Reproduce word for word everything in the data from the line containing "Definition first: for each instance of the smokestack, the" down to the line containing "[[112, 114], [104, 53], [137, 66]]", including both of those lines.

[BEGIN]

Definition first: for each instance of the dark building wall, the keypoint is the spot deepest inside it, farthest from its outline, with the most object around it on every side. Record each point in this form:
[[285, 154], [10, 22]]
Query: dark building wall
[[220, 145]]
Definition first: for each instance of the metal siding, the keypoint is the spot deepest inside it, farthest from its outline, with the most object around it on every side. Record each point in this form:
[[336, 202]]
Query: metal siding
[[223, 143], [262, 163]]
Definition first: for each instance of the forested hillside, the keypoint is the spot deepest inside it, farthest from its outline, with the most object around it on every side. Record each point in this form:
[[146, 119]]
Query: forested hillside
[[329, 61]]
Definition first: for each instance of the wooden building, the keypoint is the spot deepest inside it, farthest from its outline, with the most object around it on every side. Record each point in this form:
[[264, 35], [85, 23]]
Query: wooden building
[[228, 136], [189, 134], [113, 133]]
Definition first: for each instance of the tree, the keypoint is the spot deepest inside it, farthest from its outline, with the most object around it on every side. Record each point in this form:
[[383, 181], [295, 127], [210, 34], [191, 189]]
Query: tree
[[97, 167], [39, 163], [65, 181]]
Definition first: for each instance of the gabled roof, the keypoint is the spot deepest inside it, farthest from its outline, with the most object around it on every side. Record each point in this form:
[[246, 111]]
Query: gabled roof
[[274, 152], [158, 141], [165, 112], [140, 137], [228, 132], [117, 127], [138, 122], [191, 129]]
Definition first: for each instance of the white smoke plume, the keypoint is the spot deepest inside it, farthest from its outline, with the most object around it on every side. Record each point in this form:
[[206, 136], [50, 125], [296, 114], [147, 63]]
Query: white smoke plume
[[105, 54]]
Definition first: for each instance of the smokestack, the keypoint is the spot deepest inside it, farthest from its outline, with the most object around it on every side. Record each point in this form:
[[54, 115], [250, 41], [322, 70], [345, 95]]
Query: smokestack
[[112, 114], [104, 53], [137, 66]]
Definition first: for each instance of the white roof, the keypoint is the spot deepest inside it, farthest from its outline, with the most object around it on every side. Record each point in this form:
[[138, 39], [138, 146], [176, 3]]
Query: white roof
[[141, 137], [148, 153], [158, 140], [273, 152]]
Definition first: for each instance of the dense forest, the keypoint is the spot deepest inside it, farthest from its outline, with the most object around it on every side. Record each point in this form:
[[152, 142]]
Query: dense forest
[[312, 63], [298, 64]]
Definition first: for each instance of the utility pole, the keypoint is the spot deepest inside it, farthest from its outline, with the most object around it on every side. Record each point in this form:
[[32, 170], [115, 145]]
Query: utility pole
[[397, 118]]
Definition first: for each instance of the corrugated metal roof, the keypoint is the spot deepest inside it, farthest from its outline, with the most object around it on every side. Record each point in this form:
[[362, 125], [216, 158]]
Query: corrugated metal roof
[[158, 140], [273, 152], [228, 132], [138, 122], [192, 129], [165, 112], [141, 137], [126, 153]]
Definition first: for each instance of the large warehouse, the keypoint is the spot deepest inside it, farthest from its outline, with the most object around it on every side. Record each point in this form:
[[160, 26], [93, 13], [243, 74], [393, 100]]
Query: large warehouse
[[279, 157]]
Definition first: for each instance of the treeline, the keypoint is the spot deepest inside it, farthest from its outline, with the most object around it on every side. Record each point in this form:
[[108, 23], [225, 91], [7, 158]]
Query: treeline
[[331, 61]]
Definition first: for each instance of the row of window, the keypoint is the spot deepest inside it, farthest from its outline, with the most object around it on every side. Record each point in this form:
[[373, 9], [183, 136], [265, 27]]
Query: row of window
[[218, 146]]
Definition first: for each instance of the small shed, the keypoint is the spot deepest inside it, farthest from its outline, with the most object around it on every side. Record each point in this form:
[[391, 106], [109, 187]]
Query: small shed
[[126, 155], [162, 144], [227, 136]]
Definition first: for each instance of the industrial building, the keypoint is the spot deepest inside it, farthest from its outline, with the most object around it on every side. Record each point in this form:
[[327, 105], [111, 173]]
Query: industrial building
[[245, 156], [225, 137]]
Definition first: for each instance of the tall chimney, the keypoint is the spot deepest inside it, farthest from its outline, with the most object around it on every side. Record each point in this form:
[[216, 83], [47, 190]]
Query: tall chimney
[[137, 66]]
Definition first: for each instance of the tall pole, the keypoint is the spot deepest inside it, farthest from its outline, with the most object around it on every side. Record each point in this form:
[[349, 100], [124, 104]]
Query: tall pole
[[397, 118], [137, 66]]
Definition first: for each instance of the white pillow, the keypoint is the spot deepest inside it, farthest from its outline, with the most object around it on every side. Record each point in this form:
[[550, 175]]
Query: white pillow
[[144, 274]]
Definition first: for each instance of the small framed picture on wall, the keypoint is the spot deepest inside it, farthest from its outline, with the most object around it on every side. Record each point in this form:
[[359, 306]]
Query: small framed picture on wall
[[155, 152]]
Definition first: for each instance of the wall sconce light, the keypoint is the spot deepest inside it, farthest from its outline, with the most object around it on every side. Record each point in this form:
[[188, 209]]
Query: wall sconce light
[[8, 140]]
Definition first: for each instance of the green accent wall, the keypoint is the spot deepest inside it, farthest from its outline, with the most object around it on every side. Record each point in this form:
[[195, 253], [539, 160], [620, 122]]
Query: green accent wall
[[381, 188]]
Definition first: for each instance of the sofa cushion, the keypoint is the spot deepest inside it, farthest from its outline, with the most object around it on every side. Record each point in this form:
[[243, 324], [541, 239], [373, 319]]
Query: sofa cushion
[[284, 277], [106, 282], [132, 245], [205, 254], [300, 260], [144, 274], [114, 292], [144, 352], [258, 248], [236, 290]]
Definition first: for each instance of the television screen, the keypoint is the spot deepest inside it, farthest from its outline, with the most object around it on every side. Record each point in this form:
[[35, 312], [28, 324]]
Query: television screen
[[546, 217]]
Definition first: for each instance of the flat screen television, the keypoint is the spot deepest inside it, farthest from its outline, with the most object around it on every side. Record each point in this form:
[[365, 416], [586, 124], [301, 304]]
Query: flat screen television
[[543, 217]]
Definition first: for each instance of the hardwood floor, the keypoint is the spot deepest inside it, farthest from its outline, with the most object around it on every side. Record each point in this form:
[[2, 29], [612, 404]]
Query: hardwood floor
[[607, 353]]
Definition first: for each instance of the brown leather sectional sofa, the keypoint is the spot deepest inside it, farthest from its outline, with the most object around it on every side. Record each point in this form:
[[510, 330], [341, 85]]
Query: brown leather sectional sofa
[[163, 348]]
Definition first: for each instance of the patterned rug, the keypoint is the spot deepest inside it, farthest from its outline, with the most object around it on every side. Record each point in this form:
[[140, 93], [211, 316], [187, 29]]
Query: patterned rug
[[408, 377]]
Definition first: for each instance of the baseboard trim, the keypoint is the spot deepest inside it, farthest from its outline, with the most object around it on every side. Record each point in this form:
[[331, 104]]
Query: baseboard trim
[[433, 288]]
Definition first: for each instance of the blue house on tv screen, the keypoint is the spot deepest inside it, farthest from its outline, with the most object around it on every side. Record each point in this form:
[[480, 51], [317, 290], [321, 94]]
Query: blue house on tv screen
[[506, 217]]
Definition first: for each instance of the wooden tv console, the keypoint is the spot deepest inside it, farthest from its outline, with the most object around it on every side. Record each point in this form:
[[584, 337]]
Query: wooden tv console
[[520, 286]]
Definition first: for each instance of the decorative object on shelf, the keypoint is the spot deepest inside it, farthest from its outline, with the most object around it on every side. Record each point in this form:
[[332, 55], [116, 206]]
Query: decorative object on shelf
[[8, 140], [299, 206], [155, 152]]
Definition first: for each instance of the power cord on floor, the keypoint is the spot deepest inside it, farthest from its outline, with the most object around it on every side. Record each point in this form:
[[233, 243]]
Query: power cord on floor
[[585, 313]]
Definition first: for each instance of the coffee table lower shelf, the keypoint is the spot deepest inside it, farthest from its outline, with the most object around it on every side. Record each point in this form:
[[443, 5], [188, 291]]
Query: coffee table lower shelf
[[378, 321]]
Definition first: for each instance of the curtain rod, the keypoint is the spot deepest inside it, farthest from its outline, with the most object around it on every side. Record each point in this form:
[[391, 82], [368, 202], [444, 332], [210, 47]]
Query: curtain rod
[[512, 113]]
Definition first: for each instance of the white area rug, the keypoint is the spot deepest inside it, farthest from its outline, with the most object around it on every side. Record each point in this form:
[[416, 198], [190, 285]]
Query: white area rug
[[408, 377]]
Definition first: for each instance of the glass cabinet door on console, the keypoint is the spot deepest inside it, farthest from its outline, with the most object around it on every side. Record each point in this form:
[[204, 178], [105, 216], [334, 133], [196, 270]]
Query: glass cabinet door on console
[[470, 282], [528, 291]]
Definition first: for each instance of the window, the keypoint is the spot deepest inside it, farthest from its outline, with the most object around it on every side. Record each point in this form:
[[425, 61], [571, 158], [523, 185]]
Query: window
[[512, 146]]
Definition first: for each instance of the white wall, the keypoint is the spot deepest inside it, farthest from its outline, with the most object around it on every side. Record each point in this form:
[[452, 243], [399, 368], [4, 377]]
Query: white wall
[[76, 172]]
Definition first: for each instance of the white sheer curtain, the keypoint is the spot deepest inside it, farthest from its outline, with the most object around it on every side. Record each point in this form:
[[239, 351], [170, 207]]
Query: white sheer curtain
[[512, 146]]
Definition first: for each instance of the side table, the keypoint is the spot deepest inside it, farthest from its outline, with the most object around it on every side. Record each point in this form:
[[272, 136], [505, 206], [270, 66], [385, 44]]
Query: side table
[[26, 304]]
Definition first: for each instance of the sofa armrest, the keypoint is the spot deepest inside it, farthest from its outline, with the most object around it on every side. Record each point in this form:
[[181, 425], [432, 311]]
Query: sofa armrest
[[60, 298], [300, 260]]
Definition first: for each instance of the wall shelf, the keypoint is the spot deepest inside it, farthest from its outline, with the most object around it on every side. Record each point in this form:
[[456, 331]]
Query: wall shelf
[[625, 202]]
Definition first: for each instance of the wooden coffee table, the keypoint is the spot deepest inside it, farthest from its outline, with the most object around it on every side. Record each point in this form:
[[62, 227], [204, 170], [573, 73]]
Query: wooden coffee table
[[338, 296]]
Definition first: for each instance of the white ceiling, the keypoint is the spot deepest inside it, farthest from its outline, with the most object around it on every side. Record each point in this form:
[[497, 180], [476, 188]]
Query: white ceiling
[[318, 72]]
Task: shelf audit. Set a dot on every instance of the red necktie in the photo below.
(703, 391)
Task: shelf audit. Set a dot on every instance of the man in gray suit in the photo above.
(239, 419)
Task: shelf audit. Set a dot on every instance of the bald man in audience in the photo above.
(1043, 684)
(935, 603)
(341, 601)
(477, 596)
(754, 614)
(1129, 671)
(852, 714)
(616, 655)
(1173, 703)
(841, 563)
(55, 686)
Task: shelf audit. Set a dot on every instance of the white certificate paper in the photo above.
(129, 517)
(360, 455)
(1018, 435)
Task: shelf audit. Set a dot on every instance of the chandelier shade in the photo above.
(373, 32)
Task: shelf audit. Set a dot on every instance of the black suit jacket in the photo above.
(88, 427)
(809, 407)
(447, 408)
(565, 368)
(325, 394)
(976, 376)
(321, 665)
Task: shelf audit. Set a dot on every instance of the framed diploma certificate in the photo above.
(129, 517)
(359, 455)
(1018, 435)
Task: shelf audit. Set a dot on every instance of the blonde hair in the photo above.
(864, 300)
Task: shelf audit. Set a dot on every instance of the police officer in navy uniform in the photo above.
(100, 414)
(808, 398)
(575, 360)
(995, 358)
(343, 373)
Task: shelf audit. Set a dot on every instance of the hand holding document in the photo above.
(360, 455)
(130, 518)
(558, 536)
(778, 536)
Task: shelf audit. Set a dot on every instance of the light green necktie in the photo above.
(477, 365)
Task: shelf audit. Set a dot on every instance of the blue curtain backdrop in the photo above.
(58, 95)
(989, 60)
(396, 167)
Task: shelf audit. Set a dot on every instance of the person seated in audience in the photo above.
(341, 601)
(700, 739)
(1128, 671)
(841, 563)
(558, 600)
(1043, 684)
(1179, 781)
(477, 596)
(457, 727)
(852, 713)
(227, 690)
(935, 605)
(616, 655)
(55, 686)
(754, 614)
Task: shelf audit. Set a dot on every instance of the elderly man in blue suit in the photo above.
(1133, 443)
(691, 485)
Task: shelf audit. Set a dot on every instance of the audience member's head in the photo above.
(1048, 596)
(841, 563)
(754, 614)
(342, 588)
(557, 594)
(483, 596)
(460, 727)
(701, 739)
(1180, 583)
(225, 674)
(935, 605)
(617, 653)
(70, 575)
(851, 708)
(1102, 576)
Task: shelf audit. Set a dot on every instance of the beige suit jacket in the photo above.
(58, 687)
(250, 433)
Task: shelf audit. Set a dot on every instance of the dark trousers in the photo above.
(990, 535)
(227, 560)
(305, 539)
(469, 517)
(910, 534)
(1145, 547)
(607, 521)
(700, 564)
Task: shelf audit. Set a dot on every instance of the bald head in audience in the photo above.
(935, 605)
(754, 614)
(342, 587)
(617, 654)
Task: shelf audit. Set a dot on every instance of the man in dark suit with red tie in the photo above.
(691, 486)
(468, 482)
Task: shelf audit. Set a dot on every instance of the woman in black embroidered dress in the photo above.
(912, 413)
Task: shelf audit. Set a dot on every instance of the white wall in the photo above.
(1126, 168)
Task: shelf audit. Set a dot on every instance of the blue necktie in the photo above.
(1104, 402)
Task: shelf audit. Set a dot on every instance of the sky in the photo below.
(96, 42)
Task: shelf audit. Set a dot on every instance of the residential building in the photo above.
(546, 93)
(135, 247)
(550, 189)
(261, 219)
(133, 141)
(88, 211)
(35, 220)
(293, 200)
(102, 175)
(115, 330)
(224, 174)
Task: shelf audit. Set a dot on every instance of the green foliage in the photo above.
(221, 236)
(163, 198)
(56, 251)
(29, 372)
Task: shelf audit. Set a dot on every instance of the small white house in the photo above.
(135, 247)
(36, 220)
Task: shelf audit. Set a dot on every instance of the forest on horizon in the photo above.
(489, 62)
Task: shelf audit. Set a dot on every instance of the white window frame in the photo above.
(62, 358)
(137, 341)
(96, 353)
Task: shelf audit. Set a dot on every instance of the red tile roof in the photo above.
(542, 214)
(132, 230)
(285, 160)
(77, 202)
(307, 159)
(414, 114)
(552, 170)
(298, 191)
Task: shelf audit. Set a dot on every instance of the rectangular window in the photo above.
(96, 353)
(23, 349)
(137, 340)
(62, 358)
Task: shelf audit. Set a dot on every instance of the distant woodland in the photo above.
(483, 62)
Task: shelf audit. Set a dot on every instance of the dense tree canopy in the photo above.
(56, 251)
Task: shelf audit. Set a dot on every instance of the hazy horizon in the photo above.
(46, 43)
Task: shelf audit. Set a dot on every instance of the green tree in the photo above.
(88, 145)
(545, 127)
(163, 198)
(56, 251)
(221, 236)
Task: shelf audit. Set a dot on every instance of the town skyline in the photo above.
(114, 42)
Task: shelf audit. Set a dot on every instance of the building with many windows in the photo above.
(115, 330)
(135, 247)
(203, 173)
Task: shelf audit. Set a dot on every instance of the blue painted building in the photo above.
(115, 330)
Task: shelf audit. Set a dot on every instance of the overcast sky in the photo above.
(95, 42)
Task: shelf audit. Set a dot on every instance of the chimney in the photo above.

[END]

## [COMPLETE OUTPUT]
Definition first: for each instance of the smokestack, the keypoint is the spot deepest inside it, farthest from its outline, with the most object around it on every side. Record each point in this form:
[[54, 115], [250, 41], [322, 70], [345, 95]]
Query: smokestack
[[112, 114], [104, 53], [137, 66]]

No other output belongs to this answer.